## start

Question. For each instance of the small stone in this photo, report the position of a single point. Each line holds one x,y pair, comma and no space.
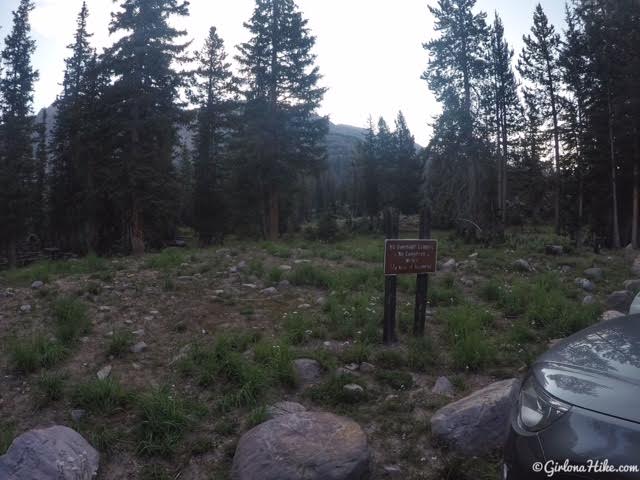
522,265
353,389
139,347
586,285
77,414
443,387
284,408
610,315
104,372
594,273
366,367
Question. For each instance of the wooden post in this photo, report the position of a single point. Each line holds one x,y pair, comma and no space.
422,280
391,228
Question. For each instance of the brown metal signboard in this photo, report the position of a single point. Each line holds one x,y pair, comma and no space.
404,257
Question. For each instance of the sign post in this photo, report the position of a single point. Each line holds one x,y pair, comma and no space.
391,229
408,257
422,280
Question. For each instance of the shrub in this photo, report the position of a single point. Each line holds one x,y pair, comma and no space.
163,420
71,319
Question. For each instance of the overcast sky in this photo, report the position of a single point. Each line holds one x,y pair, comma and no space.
369,51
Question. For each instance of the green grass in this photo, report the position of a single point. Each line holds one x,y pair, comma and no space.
119,343
50,388
32,353
168,259
7,434
71,319
163,420
467,331
48,270
100,396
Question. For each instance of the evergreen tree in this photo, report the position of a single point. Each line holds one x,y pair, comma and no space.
215,99
41,167
456,70
283,135
72,146
539,66
16,162
144,115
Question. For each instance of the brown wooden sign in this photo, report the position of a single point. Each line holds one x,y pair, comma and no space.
404,257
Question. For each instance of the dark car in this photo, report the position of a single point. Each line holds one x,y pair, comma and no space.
578,412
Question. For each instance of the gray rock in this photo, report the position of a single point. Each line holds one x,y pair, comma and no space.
620,301
139,347
366,367
104,372
284,408
554,249
77,414
632,286
353,389
308,372
447,265
52,453
635,267
610,315
594,273
477,424
309,445
522,265
586,285
443,387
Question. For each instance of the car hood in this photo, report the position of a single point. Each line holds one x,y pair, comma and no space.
597,368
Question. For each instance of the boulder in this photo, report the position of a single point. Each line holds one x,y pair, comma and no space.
586,285
594,273
57,453
635,267
554,249
443,387
522,265
620,301
610,315
284,408
477,424
308,372
632,286
309,445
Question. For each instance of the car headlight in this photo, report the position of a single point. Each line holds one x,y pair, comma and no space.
537,409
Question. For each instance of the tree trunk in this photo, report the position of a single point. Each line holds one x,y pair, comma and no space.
614,187
274,214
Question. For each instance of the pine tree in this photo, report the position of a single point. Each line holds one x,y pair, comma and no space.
408,177
145,112
539,66
73,148
505,107
456,69
16,163
283,133
216,100
40,190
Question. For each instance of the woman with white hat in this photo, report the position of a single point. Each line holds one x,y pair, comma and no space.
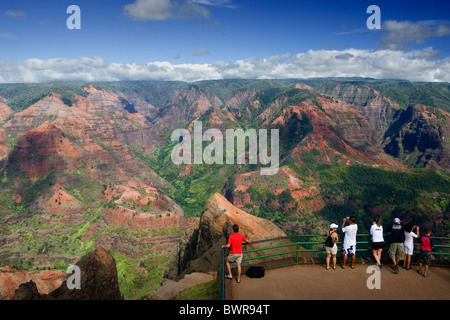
377,240
331,245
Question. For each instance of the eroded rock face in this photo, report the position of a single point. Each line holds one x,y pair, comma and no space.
45,281
99,281
216,226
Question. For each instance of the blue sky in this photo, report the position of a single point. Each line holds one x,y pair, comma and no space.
221,38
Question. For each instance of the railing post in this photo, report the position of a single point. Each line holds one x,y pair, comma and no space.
222,275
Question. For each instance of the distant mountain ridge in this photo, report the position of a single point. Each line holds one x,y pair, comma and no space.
84,165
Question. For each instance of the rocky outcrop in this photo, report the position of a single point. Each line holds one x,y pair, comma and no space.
45,281
217,221
419,136
99,281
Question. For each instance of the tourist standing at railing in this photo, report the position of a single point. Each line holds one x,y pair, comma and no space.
349,245
409,244
426,245
376,230
332,251
396,240
236,254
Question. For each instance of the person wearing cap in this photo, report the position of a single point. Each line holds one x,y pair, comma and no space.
396,239
349,245
332,251
376,230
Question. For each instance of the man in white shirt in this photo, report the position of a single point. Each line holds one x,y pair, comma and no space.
349,245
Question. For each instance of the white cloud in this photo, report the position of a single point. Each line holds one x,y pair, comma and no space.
159,10
16,14
201,52
419,65
216,3
397,34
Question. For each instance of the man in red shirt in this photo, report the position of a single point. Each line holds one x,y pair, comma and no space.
235,242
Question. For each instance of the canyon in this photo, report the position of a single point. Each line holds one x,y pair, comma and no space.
85,166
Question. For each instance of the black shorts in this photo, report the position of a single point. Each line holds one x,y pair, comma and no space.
377,245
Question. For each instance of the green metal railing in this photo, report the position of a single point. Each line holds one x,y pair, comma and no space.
310,249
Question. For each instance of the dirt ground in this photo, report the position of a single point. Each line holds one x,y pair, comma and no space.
314,282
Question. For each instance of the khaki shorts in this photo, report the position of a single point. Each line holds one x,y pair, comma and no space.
332,250
235,258
396,251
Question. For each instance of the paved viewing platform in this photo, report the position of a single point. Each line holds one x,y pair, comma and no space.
314,282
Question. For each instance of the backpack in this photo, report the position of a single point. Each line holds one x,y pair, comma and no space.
255,272
329,242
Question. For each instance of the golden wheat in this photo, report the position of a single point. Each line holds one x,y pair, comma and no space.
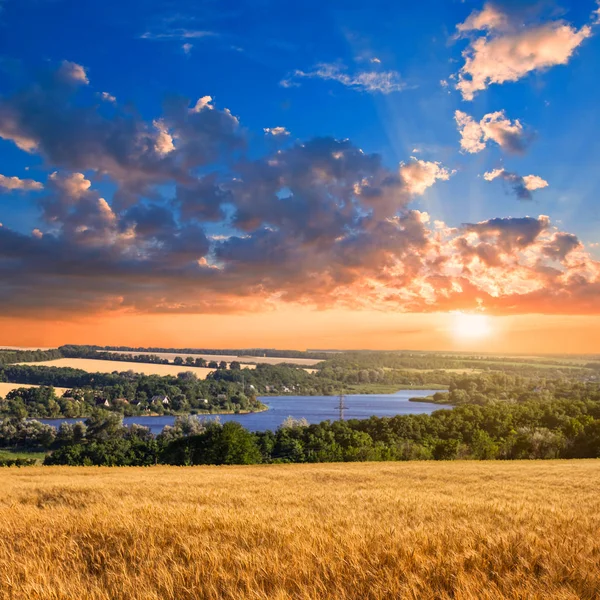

## end

— Exercise objective —
Copy the records exactly as they appear, excluding images.

— Exercise response —
Question. For each instance of the small stone in this photo, report the position of a single point. Each line holds one x,y pair, comma and no space.
522,265
353,389
139,347
586,285
77,414
443,387
284,408
610,315
104,372
594,273
366,367
Question. For each instance of the wooden post in this photo, report the position of a single point. Each line holds one x,y pair, comma and no space.
422,280
391,228
Question. For each instance of the brown metal signboard in this photo, report the position of a single point. Each line holds one x,y pair, comma and no space.
404,257
Question. For each instance of the sign post in this photo, report the position of a single point. Each line holds one x,y pair, comma and no space.
391,229
408,257
422,280
Question. For each instance of the shrub in this photo, report the position of a single point. Each line holds one x,y pair, comma and no space.
163,420
71,319
Question. For each instance of the overcast sky in this photo, report the position of a single point. Each line holds one x,y pair, comma and no space.
369,51
Question. For each instance of the green grass in this photo, report the position of a single point. Each line holds one x,y pair, comma and no space.
119,343
50,388
32,353
168,259
7,434
71,319
163,420
467,331
48,270
100,396
Question. For each instance of the evergreen tree in this photo, report the position of a single point. Each line holds one x,y pair, comma and no space.
215,99
41,167
456,70
283,135
72,146
539,66
16,162
144,115
Question. For each instance of the brown wooden sign in this photo, report the position of a single point. Each line holds one x,y pair, comma and no space.
404,257
Question. For each instance of the dark car in this photo, report the position of a single point. Each line holds one x,y pair, comma and no space.
578,412
Question. For each instance of the gray rock in this photo, report the position of a single point. Each line holds one x,y pair, comma and no space.
620,301
139,347
366,367
104,372
284,408
554,249
77,414
632,286
353,389
308,372
447,265
52,453
635,267
610,315
594,273
477,424
309,445
522,265
586,285
443,387
Question. For each instance of the car hood in this photo, report the position of a single point. Each line holds one x,y pair, comma and no space.
597,368
Question. For each instance of the boulder in this photo, report the position of a single point. Each line holds one x,y pair, comma and no space.
586,285
594,273
57,453
635,267
554,249
443,387
522,265
620,301
610,315
284,408
477,424
308,372
632,286
309,445
Question. For each instance of the car headlight in this photo, report the position of a single point. Each line holds one x,y pair, comma and no space.
537,409
Question. For each instance of the tree trunk in this photo, report the position of a single point. Each line holds one x,y pair, comma and no space.
614,187
274,214
Question. For each instance of the pine tree in this photo, report the position of a single point. Each line holds one x,y pair, comma and no space.
408,177
145,112
539,66
73,148
505,107
456,69
16,163
283,133
216,100
40,190
Question. For each instance of the woman with white hat in this photo, report the position of a single point. Each line holds one x,y pair, comma and no space.
377,240
331,245
Question. For each instance of the eroded rock face in this photo, report the position of a single point. Each line holds one x,y pair, comma and no space.
45,281
99,281
216,226
Question. For each instance of the blue sky in this photo, report the position of a single point. Each line holds one x,y pair, comma and no space.
221,38
Question. For each instance of the railing post in this photo, report the position of a single point. Each line holds one x,y pair, comma and no space.
222,275
Question. For each instance of the distant mountain ridge in this photo, report the position of a single point. Each line holds one x,y pair, comma and no space.
84,165
Question. For each instance of the rocky outcrop in this photo, report the position of a single point. Each line holds one x,y pair, comma and no space.
45,281
217,221
419,136
99,281
Question. For each instance of the tourist standing at railing in this photo, report the position of a single point. Each line holds one x,y pair, comma and no space.
349,245
409,244
426,245
376,230
332,251
396,240
236,254
Question. For each instance of the person wearing cap in this photo, report the position of a single point. Each line holds one x,y pair, comma and no space.
396,239
349,245
332,251
376,230
Question. For each instance of the man in white shirt in this photo, report the position of a single point. Each line holds one x,y pair, comma and no space.
349,245
Question. For each instance of the white cloud in this photo, report the position of a single point. Each line holds one x,y pair, comma and no space.
159,10
16,14
201,52
419,65
216,3
397,34
Question. For each instance of the man in red shirt in this photo, report the position of a single point. Each line holds one x,y pair, comma and no space.
235,242
Question. For each instance of the canyon in this photo, report the position of a single point. Each line holds one x,y pair, comma and no space.
85,166
Question. For each instance of the black shorts in this photo, report the position of a single point. Each line holds one x,y pair, comma and no space.
377,245
Question. For each instance of the green metal railing in this photo, report the position of a single point. Each line holds one x,y pair, comma and no space.
310,249
Question. For each instance of the dirt ground in this photo, report the position of a single point. Each line holds one x,y pair, comma and no space.
314,282
Question. For each instance of the khaki shorts in this photo, report the position of a single point. Each line holds one x,y pair, comma and no space.
332,250
235,258
396,251
Question. For each instance of the paved viewing platform in this photo, report the position of a single point. Each line holds one x,y pair, comma and no space.
314,282
Question. For each instance of the backpack in this photo, report the position of a single point. Each line holds one x,y pair, comma and no space.
255,272
329,242
Question. For each instance of the golden wheat in this photo, report the position of a single point. Each line holds one x,y pair, comma and no space.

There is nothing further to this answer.